§ To do
**1.** From the passage on the High Needs ACO track, list the names of the criteria a beneficiary can meet to be eligible for alignment to a High Needs Population ACO.
**2.** Carry on the passage on the High Needs ACO track, picking up right after its last sentence.

§ Page extract
·····
Roughly 5% of the total population accounts for 50% of annual spending, while 1% accounts for ~25% of annual spending. In these high-cost high-need populations, Accountable Care Organizations (ACOs) are better positioned to generate margin, deliver higher-touch care to patients, and bend the cost curve. For these reason and the track’s relative success in REACH, CMMI should continue testing a High Needs model.

The High Needs track in ACO REACH was relatively successful, decreasing gross Medicare spending, increasing hospice spending, and decreasing SNF spending, while serving ~21K beneficiaries. Additionally, nearly all High Needs ACOs were network of individuals practices led by Management Services Organizations (MSOs) or physicians practices. This provider participation indicates strong interest in the program from individual practitioners, whose behavior drives care delivery reform.
Primary Components
High Needs ACOs primarily differ from traditional ACOs in that their beneficiaries have more complex care needs. Beneficiaries eligible for alignment to a High Needs Population ACOs must meet one or more of the following criteria:
- Impairment of Mobility or Neurological Condition: Beneficiary has developmental, inherited, or congenital neurological conditions (e.g., cerebral palsy, cystic fibrosis, muscular dystrophy) impairing mobility or neurological function.
- Chronic or Serious Illness: The beneficiary has a significant chronic illness with a risk score of 3.0 or greater for Aged & Disabled (A&D) and .35 or greater for End-Stage Renal Disease (ESRD).
- Hospital Admissions: Two or more unplanned hospital admissions in the previous 12 months
- Frailty Indicators: The beneficiary shows signs of frailty based on claims for specialized medical equipment like hospital beds or transfer equipment for home use.
- Extended Care Needs: Skilled nursing facility (SNF) care for at least 45 days within the last 12 months; home health services for at least 90 days within the last 12 months
High Needs ACOs also differ from other REACH ACOs in the following ways:
- Minimum population starts at 250 beneficiaries in Performance Year (PY) 1 of an ACO’s participation in the model and ends with 1,400 beneficiaries in PY4.
- PY benchmarks are often based on regional expenditures for New Entrant and High Needs ACOs. If the population is greater than 3k, then the High Needs ACO will follow Standard ACO benchmarking methodology. Using regional expenditures provides a more predictable and stable financial benchmark, especially for these high-cost, complex populations.
·····
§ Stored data
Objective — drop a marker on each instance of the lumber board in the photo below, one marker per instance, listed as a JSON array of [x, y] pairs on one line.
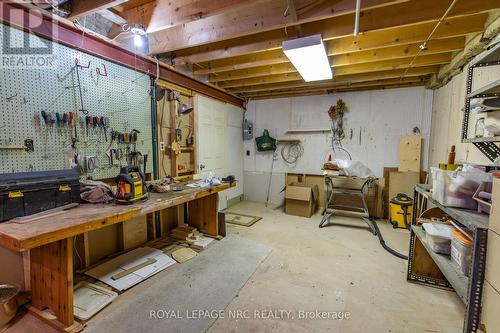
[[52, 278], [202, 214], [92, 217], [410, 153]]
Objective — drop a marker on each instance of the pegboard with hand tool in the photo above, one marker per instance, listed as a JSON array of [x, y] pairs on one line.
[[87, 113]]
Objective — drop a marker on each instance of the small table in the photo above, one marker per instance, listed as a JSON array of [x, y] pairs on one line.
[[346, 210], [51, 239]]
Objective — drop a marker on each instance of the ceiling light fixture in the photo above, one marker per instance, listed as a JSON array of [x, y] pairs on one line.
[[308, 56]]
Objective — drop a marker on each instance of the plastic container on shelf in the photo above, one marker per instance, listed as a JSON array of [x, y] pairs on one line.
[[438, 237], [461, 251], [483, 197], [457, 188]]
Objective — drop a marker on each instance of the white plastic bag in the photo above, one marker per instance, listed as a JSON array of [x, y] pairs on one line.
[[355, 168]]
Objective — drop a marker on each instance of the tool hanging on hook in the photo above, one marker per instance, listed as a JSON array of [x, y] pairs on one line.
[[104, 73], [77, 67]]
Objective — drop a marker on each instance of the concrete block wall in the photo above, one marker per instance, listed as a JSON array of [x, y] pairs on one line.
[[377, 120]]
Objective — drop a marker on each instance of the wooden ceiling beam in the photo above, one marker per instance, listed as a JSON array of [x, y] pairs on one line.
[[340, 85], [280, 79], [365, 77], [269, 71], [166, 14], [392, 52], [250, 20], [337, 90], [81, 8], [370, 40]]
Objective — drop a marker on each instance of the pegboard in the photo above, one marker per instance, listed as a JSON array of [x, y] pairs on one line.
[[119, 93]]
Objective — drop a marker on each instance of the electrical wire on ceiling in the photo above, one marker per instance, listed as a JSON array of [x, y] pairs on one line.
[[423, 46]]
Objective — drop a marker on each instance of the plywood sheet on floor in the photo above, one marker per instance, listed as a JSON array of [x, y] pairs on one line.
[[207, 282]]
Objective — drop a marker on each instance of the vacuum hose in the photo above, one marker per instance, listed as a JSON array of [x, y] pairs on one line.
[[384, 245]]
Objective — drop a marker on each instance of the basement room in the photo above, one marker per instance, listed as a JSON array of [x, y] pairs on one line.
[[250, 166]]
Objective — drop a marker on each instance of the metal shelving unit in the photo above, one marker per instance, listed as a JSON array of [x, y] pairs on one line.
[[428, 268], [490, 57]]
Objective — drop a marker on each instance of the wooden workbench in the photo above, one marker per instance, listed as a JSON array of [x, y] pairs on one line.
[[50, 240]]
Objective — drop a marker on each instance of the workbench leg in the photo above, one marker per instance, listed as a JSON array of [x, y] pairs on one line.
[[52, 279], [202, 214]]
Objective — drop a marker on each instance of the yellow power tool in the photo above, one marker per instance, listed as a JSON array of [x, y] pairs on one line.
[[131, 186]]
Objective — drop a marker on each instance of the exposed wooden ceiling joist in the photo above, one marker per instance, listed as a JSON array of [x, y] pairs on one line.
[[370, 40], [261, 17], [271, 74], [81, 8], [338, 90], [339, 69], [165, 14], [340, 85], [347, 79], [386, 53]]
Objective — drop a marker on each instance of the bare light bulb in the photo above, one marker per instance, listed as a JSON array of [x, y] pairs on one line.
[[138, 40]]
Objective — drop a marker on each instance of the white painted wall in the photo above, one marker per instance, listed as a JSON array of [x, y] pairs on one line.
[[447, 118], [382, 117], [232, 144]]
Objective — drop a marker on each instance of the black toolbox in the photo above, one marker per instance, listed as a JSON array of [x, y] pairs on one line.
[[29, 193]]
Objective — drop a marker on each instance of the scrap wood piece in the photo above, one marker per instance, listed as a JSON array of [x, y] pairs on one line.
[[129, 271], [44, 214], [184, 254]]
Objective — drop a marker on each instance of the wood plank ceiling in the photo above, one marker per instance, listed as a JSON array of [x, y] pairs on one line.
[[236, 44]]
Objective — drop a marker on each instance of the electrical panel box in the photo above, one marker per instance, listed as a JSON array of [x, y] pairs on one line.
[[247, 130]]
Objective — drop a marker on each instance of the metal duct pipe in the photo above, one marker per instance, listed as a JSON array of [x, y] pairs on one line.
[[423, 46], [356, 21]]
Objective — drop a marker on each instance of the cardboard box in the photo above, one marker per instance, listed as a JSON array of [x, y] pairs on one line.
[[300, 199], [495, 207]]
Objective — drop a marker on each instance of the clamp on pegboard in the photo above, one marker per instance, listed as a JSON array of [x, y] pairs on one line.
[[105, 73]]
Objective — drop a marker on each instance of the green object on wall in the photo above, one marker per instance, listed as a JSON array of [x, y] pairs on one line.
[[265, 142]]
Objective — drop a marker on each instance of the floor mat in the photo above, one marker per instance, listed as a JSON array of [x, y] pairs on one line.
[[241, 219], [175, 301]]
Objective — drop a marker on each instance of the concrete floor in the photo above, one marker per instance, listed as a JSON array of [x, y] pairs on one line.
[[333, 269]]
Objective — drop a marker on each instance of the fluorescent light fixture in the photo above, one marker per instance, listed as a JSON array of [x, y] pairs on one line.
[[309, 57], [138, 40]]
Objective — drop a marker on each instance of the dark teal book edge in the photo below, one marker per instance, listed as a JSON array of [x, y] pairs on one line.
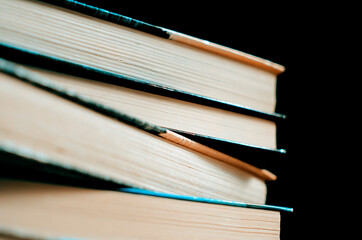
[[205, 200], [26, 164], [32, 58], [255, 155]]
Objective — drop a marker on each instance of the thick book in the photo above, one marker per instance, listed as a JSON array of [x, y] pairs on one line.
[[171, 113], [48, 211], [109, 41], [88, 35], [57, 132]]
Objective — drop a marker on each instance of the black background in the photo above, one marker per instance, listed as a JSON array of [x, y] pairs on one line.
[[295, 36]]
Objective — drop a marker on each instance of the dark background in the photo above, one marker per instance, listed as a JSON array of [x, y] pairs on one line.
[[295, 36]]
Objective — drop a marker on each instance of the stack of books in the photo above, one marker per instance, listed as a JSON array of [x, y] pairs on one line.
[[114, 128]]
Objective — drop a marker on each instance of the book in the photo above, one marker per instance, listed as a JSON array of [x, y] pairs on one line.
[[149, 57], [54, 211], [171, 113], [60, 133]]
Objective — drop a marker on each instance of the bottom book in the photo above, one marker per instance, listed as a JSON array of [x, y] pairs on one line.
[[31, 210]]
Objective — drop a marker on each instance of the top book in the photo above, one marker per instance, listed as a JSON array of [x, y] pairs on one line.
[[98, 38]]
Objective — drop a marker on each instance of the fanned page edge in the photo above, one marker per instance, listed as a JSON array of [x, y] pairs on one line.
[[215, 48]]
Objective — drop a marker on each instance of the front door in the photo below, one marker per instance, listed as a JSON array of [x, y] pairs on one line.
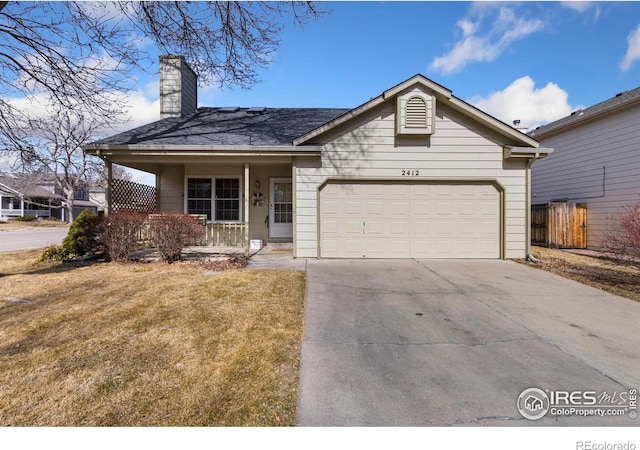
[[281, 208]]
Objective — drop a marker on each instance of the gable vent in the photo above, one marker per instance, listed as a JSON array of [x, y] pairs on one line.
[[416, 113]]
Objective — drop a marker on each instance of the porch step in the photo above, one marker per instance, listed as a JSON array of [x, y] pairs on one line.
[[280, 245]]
·····
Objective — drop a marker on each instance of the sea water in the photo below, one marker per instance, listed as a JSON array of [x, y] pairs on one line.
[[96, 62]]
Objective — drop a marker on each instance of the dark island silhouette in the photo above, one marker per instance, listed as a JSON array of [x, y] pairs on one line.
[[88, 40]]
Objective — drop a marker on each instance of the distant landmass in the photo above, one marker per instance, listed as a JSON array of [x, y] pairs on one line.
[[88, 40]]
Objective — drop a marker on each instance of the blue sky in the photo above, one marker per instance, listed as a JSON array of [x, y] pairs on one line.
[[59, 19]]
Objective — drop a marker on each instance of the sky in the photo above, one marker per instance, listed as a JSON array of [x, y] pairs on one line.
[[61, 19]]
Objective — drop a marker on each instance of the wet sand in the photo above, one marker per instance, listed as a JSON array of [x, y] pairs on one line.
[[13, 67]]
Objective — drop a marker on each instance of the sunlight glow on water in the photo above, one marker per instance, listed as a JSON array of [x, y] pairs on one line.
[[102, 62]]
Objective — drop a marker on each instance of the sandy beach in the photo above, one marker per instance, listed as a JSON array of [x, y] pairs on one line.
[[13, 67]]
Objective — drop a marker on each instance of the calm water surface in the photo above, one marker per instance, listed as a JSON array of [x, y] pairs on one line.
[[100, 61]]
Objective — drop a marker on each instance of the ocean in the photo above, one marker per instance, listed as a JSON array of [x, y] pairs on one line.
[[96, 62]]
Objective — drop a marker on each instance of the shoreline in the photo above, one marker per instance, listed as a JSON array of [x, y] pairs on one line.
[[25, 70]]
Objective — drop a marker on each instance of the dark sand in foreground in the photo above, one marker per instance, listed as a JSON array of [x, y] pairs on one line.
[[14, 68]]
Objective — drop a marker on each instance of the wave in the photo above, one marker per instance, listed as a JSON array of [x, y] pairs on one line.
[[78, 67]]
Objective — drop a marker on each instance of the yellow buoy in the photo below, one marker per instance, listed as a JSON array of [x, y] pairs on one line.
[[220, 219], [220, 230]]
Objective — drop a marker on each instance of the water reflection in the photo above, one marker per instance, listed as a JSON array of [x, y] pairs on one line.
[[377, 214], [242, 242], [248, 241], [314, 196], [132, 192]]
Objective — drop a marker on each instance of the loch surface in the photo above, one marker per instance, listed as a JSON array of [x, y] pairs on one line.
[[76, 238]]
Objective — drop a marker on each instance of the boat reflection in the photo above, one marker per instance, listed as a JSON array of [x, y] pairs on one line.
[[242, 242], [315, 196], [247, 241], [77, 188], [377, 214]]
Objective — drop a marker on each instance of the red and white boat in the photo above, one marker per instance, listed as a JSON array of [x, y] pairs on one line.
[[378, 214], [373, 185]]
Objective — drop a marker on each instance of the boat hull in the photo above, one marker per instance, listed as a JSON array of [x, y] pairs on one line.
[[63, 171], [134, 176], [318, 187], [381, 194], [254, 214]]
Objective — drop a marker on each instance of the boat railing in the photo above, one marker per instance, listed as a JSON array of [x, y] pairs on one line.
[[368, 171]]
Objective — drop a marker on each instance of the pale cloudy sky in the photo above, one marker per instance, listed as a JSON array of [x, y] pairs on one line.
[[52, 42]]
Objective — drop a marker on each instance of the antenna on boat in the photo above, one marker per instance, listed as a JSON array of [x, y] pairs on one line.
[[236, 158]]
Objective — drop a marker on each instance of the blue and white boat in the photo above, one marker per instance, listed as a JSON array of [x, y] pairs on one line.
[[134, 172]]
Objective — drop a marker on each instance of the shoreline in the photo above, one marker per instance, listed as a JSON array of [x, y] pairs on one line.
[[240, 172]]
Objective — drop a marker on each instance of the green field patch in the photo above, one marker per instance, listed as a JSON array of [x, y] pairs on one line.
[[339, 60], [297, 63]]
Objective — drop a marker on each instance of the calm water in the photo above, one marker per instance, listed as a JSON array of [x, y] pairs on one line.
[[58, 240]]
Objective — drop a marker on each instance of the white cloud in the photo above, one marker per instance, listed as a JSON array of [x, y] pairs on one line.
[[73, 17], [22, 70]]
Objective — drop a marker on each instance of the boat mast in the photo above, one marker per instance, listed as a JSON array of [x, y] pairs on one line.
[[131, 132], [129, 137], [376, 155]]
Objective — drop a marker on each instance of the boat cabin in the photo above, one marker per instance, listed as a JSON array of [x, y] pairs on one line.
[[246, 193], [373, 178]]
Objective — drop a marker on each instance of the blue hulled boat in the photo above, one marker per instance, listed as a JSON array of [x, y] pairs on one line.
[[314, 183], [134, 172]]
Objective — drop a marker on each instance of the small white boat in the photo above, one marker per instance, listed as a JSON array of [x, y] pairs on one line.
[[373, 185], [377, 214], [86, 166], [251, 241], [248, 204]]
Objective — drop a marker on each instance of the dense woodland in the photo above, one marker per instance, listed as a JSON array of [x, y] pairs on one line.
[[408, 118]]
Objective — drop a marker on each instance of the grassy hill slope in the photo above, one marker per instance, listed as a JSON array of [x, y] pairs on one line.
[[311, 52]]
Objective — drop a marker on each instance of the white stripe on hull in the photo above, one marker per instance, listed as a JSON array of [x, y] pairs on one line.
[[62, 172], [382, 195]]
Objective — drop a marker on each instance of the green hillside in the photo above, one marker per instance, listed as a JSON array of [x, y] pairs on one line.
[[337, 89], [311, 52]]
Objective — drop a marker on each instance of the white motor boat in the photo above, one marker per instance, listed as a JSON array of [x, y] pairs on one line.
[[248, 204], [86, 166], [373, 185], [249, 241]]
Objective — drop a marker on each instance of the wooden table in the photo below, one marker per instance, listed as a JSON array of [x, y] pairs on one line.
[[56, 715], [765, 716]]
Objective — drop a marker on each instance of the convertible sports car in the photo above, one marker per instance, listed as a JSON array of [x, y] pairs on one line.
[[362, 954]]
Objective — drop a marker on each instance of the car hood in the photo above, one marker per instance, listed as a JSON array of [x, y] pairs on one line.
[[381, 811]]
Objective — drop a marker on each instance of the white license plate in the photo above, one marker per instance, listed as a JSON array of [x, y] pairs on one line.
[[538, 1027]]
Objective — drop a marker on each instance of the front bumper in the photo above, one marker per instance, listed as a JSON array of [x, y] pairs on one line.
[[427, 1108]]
·····
§ Answers to the tasks
**1.**
- Impairment of Mobility or Neurological Condition
- Chronic or Serious Illness
- Hospital Admissions
- Frailty Indicators
- Extended Care Needs

**2.**
- Quarterly alignment checks are specific to the High Needs ACOs in REACH. This process allows beneficiaries who meet additional eligibility criteria for alignment to be re-assessed quarterly.
The Program of All-Inclusive Care for the Elderly (PACE) program is similar to High Needs, except the High Needs program is for Traditional Medicare patients (who may also have a Medicaid plan), and PACE is exclusively for dually-eligible beneficiaries. The first PACE program started in 1971.
- PACE is a permanent, fully-integrated duals program, for patients 55+ needing nursing home level care, helping them to continue living in institutional, community settings as along as medically and socially feasible. PACE requires participants to dis-enroll from other Medicare/Medicaid plans, with the risk bearing entity essentially acting as its own health plan.
- PACE is only available in select geographies, requiring a three-way agreement between PACE, CMS, and the state. As of 2024, 78K people are enrolled in PACE nationwide. 82% of these are dually-eligible for Medicare and Medicaid, 17% are Medicaid only. There are roughly 2.2M individuals eligible for PACE, demonstrating the program’s growth potential.
- Stringent regulations and other complexities have inhibited the growth of the PACE program (e.g., restrictions on marketing, enrollment caps, and state-by-state regulation differences).
- Patients spend a lot of their time in “day centers,” which have a primary care clinic and an activities room. It costs roughly $7M to set up one of these center.
- In many ways, PACE plans are like a payvidor with a fully-integrated dual special needs plans (FIDE-SNP).